Text extract:
════════

# Redundancy - Employer wont pay



## Instyle (13 Oct 2008)

Hello,

My Employer advises I am not entitled to redundancy as I have been "sacked” due to poor sales figures over the last few months.

He has let a few of us go but I am the only one with 2 yrs + service.

Having done a small bit of research online I can’t see why I am not entitled to it. The company however advise they have researched it and because of the circumstance of not hitting targets etc. they are letting us go on this basis.

Does anyone have any experience in this area and know if I am or not due redundancy or know who I can contact to confirm my position?

Many Thanks


----------



## TillyD (13 Oct 2008)

Has your boss ever given you warnings about your 'poor sale figures' ie verbal, written


----------



## Instyle (13 Oct 2008)

Yes verbal warnings


----------



## TillyD (13 Oct 2008)

I far as I know (and I'm sure someone else will inform you better) you have to get a verbal warning and this should be noted, then a written warning and then a final warning were you are told that this is your final warning. This warning should also be in writing.


----------



## shipibo (14 Oct 2008)

Why are you talking about redundancy when you were "sacked" ???

Looks like unfair dismissal to me, contact 




[broken link removed]


You were fired due to "poor sales", unless explicit in contract , you have a case.


----------



## Instyle (14 Oct 2008)

Thanks Guys,

I dont have a written contract of employment if that makes any difference.

I'll have  alook at the NERA site now, thanks you


----------



## Purple (14 Oct 2008)

crumdub12 said:


> Why are you talking about redundancy when you were "sacked" ???
> 
> Looks like unfair dismissal to me, contact
> 
> ...



Yep, that's good advice.

Your employer is an idiot, he should have just let you go and paid the redundancy; it's bugger all for two years and he would have avoided all this hassle.


----------



## gillarosa (14 Oct 2008)

Instyle said:


> Thanks Guys,
> 
> I dont have a written contract of employment if that makes any difference.
> 
> I'll have alook at the NERA site now, thanks you


 
That is immaterial as the Statutory rights only apply when it gets to this situation. As a previous poster stated its sounds like Unfair Dismissal by an Employer who is only vaguely aware of Labour legislation.
Best of luck with this I imagine its very stressful.


----------



## Smashbox (14 Oct 2008)

You aren't entitled to Redundancy unless you are made redundant. You are being sacked/fired, and so not being made redundant.

I agree with the previous posts, you could have your case looked into if you feel you were fired in the wrong even with poor sales and warnings.


----------

════════

[Extracted data entries]
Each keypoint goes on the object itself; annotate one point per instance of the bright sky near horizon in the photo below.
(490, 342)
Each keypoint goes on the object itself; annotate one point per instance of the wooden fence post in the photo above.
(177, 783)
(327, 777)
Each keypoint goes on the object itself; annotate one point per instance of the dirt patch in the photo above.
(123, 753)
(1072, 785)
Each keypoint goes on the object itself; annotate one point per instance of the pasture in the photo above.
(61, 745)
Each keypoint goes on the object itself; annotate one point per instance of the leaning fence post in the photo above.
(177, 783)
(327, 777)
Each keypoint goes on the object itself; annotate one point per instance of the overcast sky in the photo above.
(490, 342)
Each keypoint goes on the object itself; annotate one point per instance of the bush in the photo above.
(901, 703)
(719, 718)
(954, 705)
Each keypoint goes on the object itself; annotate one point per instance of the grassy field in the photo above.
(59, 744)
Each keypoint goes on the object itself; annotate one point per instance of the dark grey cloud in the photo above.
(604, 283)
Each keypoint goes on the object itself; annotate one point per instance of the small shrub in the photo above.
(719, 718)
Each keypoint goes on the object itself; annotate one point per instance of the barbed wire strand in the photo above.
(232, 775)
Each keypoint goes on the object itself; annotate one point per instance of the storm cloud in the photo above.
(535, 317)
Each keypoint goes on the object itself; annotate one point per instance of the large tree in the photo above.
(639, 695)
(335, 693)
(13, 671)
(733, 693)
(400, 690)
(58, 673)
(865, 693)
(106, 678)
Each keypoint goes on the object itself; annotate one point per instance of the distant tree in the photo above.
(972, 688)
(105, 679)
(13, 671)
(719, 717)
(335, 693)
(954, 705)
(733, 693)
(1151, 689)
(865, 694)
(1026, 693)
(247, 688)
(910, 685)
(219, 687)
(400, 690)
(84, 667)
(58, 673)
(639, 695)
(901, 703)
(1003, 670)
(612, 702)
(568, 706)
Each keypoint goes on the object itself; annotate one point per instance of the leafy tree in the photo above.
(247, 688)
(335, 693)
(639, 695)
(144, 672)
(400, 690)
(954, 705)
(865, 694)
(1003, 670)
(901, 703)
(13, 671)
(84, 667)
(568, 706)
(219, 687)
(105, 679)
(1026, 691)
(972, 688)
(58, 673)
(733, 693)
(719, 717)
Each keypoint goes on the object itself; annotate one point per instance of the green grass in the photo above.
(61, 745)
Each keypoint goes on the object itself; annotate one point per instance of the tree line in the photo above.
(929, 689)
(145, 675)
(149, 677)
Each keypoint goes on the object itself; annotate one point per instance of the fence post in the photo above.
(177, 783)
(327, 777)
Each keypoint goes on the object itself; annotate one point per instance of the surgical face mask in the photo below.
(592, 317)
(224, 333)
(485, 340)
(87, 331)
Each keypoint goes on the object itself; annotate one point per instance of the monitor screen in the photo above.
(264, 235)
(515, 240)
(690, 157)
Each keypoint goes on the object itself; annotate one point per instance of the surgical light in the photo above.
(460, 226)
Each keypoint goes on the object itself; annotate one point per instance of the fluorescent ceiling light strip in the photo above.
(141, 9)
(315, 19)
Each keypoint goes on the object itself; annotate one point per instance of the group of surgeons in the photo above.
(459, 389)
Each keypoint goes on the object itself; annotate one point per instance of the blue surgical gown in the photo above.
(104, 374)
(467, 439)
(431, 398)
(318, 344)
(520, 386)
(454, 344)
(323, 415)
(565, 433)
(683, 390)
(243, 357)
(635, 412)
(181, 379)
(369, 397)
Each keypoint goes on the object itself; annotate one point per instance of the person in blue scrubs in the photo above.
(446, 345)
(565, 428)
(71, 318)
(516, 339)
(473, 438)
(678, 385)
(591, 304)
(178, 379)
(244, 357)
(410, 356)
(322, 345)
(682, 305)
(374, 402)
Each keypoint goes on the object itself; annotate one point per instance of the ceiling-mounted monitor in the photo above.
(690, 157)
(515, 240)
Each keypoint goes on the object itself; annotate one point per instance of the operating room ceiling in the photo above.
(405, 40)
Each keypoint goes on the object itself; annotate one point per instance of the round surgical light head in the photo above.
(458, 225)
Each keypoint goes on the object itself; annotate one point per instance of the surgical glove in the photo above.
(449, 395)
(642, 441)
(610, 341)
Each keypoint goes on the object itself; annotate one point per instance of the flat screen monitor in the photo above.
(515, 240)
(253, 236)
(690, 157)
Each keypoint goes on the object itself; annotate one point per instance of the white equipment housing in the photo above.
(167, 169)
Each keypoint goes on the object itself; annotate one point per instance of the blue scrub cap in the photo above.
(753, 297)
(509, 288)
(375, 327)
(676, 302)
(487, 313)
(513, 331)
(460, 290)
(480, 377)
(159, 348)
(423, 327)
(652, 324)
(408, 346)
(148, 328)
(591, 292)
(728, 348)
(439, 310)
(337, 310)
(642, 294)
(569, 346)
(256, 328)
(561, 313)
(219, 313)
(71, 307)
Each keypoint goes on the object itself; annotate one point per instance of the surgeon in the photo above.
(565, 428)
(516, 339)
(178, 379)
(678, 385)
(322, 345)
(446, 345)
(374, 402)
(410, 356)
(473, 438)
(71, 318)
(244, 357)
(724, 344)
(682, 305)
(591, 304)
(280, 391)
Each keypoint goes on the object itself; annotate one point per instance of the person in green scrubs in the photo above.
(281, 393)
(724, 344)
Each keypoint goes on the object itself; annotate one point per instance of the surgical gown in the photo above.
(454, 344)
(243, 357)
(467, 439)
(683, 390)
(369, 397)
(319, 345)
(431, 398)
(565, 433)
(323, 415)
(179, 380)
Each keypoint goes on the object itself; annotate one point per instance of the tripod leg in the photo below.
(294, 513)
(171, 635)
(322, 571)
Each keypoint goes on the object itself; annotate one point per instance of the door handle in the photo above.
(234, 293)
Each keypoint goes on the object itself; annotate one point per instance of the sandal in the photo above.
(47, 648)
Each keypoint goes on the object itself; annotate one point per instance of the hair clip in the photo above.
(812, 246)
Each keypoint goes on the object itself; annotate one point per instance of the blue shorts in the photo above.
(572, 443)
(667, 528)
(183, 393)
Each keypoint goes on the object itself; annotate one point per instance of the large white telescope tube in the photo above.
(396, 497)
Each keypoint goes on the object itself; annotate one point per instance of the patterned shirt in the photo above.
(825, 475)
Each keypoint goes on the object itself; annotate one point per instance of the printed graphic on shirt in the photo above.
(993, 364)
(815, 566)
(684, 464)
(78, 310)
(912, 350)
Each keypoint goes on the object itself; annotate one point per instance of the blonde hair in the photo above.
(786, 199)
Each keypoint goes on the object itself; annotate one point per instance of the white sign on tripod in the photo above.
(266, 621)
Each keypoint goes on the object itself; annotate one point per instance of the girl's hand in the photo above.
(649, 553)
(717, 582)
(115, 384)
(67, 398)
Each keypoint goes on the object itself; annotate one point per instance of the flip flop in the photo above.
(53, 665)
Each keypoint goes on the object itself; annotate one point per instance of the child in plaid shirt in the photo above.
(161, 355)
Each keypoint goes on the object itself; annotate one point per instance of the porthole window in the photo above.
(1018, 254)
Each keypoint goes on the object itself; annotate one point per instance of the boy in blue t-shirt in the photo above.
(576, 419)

════════

Task list:
**a)** Based on the redundancy thread, decide whether each statement agrees with it: (i) Instyle was given written warnings about poor sales figures; (ii) Instyle has a written contract of employment; (iii) Instyle is the only one let go with two or more years of service. Answer yes or no for each, quoting the deciding words.
**b)** Find every line of the listing that contains the string "cloud" and copy each one out. Case counts.
The listing has no connection to the redundancy thread.

Complete answers:
**a)**
(i) No: "Yes verbal warnings"
(ii) No: "I dont have a written contract of employment if that makes any difference."
(iii) Yes: "I am the only one with 2 yrs + service."

**b)**
Each keypoint goes on the object itself; annotate one point per instance of the dark grey cloud in the photo above.
Each keypoint goes on the object itself; annotate one point per instance of the storm cloud in the photo above.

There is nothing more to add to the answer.